**Task to complete**:
Find each line in the items below that contains the string "pink", matching case exactly, and copy those lines.

**Records to use**:
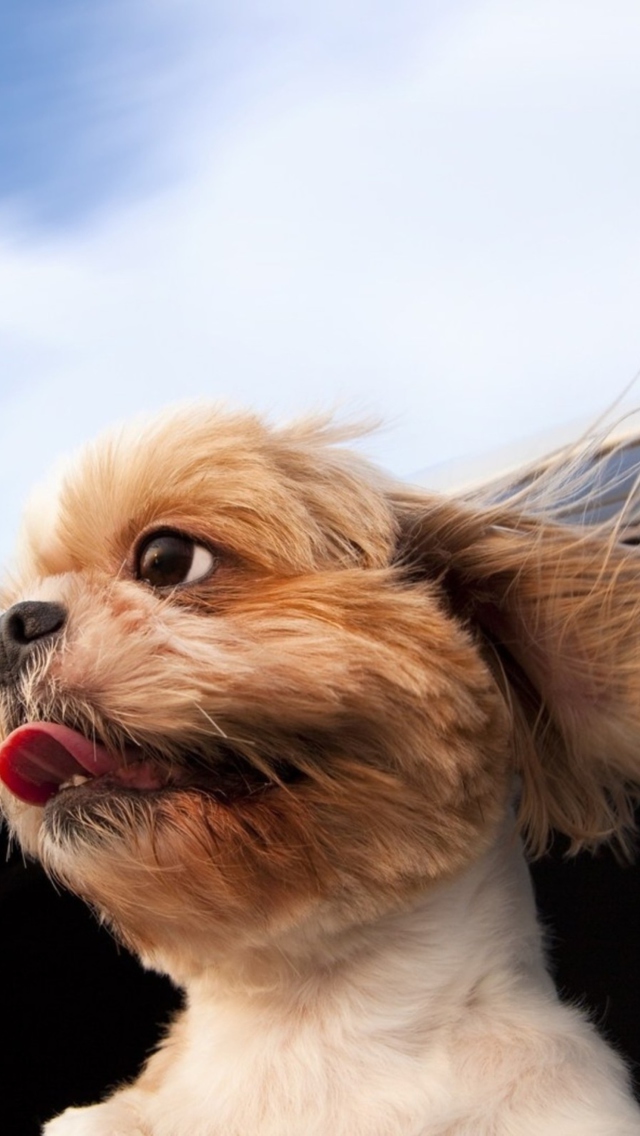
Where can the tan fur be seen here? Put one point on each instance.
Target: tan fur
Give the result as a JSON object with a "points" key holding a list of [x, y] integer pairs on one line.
{"points": [[404, 654]]}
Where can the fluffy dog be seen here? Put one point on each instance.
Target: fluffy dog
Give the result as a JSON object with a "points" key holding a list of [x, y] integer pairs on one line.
{"points": [[269, 712]]}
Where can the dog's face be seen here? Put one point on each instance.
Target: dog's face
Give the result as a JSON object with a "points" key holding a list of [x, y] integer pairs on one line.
{"points": [[237, 711]]}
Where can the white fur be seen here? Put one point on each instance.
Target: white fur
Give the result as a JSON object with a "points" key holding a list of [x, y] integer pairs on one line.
{"points": [[439, 1021]]}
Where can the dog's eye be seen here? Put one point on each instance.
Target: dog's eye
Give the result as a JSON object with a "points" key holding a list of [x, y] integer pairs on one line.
{"points": [[168, 559]]}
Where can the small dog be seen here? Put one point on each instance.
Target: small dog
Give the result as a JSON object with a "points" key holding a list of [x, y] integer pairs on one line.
{"points": [[269, 712]]}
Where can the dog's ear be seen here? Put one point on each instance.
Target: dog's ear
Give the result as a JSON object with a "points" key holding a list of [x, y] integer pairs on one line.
{"points": [[557, 608]]}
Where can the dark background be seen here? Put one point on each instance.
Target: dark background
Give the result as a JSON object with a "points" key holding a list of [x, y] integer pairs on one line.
{"points": [[79, 1015]]}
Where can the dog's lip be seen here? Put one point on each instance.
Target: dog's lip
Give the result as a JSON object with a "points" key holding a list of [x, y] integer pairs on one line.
{"points": [[38, 758]]}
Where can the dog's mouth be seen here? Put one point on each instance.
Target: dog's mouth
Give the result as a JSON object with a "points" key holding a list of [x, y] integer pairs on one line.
{"points": [[42, 759]]}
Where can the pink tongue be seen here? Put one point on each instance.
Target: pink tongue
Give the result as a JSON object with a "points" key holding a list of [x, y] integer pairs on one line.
{"points": [[38, 758]]}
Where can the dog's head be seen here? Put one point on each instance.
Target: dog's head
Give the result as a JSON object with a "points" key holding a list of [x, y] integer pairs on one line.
{"points": [[254, 692]]}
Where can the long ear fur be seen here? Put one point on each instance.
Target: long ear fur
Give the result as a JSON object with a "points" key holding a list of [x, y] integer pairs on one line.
{"points": [[558, 611]]}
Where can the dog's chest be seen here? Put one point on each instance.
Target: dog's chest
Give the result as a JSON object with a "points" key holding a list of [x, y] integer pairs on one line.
{"points": [[287, 1078]]}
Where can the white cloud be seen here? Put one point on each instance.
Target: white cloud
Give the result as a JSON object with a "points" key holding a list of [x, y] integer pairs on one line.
{"points": [[445, 232]]}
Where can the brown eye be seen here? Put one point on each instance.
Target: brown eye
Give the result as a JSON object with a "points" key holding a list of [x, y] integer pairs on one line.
{"points": [[168, 559]]}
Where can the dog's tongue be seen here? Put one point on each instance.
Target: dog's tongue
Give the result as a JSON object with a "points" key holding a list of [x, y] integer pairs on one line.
{"points": [[38, 758]]}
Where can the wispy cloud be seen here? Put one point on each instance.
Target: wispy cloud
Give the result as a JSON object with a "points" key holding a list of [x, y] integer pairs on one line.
{"points": [[427, 211]]}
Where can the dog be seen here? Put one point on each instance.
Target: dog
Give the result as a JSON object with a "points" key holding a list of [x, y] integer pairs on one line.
{"points": [[287, 725]]}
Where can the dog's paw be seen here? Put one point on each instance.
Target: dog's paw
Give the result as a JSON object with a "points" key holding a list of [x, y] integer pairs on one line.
{"points": [[114, 1118]]}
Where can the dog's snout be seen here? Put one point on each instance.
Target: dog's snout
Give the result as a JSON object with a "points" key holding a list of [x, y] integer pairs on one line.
{"points": [[23, 627]]}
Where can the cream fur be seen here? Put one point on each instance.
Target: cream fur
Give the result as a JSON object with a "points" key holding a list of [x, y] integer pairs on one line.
{"points": [[332, 868]]}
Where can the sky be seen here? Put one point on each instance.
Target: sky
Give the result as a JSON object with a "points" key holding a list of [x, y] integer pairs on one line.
{"points": [[424, 211]]}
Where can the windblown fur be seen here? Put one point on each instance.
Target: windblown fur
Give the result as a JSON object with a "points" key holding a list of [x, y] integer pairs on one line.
{"points": [[342, 716]]}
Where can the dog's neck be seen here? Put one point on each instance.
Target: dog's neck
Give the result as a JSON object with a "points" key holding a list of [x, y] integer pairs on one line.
{"points": [[422, 962]]}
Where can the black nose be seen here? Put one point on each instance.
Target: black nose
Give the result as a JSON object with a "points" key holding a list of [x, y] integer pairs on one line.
{"points": [[22, 628]]}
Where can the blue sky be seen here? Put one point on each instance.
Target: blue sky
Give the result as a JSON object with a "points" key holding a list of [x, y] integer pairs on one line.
{"points": [[426, 210]]}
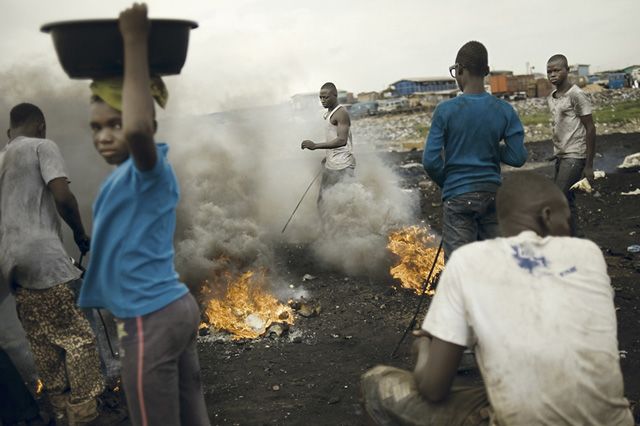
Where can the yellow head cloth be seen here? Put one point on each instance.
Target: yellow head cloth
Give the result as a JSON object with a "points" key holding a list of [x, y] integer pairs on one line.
{"points": [[110, 91]]}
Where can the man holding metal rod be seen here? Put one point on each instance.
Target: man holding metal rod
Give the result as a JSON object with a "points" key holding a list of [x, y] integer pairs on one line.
{"points": [[339, 162], [34, 194]]}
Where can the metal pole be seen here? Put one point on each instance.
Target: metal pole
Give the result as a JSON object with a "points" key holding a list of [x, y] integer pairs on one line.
{"points": [[299, 202], [104, 324]]}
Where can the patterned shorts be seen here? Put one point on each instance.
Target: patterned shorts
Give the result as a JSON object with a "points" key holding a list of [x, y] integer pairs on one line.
{"points": [[62, 342]]}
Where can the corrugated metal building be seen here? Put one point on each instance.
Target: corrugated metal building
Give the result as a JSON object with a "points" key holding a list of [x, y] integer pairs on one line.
{"points": [[408, 86]]}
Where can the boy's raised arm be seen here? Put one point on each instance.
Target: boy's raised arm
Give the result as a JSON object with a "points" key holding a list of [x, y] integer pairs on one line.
{"points": [[137, 104]]}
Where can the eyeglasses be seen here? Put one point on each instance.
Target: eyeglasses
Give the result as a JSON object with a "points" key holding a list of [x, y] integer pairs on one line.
{"points": [[453, 70]]}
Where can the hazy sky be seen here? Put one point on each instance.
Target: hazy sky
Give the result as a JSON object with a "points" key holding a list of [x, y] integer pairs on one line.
{"points": [[259, 51]]}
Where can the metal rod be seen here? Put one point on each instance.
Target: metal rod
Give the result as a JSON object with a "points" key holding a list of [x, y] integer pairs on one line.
{"points": [[106, 333], [300, 202], [412, 324], [104, 324]]}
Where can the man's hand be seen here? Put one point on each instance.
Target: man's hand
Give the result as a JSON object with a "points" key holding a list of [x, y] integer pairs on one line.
{"points": [[308, 145], [588, 173], [83, 241], [133, 22]]}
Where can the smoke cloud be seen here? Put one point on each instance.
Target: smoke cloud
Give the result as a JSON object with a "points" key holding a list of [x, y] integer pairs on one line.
{"points": [[241, 174]]}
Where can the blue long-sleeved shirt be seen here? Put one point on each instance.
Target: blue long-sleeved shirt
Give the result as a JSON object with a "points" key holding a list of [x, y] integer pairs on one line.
{"points": [[464, 150]]}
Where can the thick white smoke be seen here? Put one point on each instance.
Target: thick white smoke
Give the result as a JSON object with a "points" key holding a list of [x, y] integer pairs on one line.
{"points": [[242, 174]]}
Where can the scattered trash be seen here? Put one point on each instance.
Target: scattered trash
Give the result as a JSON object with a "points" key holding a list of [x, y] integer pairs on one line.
{"points": [[582, 185], [277, 329], [333, 400], [410, 165], [306, 308], [631, 162]]}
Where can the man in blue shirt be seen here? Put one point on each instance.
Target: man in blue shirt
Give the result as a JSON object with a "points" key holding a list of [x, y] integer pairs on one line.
{"points": [[131, 271], [464, 151]]}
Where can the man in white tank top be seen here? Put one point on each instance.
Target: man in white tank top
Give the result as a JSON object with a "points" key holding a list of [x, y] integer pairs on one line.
{"points": [[339, 162]]}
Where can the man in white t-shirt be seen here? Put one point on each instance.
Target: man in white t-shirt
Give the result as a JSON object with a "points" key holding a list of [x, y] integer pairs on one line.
{"points": [[536, 307], [574, 134], [339, 162]]}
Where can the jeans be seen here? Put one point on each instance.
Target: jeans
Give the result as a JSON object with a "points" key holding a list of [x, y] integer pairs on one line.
{"points": [[467, 218], [569, 171]]}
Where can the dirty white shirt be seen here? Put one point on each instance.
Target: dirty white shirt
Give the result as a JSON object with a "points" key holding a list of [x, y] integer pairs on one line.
{"points": [[31, 250], [342, 157], [569, 134], [539, 314]]}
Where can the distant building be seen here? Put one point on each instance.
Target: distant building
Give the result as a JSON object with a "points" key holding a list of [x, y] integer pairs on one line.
{"points": [[345, 97], [368, 96], [431, 99], [302, 101], [580, 70], [407, 86]]}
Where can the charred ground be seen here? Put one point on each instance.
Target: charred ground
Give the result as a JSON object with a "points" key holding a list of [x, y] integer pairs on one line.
{"points": [[311, 375]]}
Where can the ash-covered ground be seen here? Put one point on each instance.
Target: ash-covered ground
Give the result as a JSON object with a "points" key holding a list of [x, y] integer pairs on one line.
{"points": [[310, 375]]}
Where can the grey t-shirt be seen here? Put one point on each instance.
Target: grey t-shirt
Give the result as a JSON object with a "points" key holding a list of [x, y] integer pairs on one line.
{"points": [[569, 134], [31, 251]]}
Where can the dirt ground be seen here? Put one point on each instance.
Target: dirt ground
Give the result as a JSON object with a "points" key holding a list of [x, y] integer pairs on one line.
{"points": [[311, 375]]}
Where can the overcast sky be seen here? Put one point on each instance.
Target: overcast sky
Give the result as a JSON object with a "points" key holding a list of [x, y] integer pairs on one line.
{"points": [[259, 51]]}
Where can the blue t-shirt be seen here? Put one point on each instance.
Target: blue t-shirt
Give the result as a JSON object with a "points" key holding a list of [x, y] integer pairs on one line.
{"points": [[131, 272], [463, 150]]}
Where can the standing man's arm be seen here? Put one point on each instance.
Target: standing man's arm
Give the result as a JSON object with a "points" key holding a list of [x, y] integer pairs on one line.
{"points": [[587, 122], [343, 123], [138, 122], [513, 152], [432, 156], [67, 207], [583, 109]]}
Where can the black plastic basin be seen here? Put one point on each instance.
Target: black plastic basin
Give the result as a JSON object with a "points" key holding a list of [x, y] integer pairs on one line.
{"points": [[93, 48]]}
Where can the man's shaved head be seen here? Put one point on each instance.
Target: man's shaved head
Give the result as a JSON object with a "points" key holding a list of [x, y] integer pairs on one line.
{"points": [[25, 113], [331, 87], [529, 201], [474, 57], [559, 58], [26, 120]]}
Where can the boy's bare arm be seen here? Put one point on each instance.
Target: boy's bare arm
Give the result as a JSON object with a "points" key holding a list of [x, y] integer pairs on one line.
{"points": [[67, 207], [436, 367], [344, 125], [137, 104], [587, 122]]}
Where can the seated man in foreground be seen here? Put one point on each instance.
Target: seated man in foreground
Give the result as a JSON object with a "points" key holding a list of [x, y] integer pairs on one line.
{"points": [[537, 308]]}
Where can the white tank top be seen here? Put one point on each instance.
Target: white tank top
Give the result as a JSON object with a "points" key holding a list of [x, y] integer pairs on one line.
{"points": [[342, 157]]}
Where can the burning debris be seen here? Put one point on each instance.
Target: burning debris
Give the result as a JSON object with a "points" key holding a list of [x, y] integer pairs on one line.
{"points": [[416, 250], [306, 308], [247, 309]]}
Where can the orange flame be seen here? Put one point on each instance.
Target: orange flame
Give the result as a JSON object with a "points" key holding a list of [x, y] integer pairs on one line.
{"points": [[246, 310], [415, 249]]}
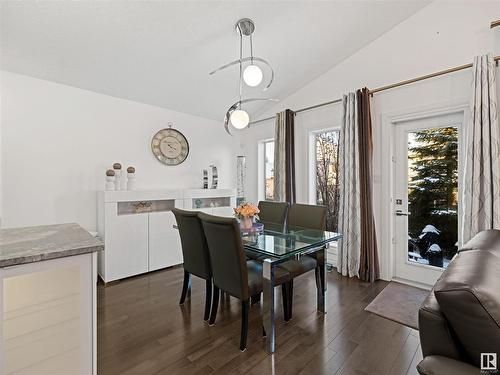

**Response for this exercise**:
Where can the pink tongue be seen here? Put one point on each instance.
Target: pink tongue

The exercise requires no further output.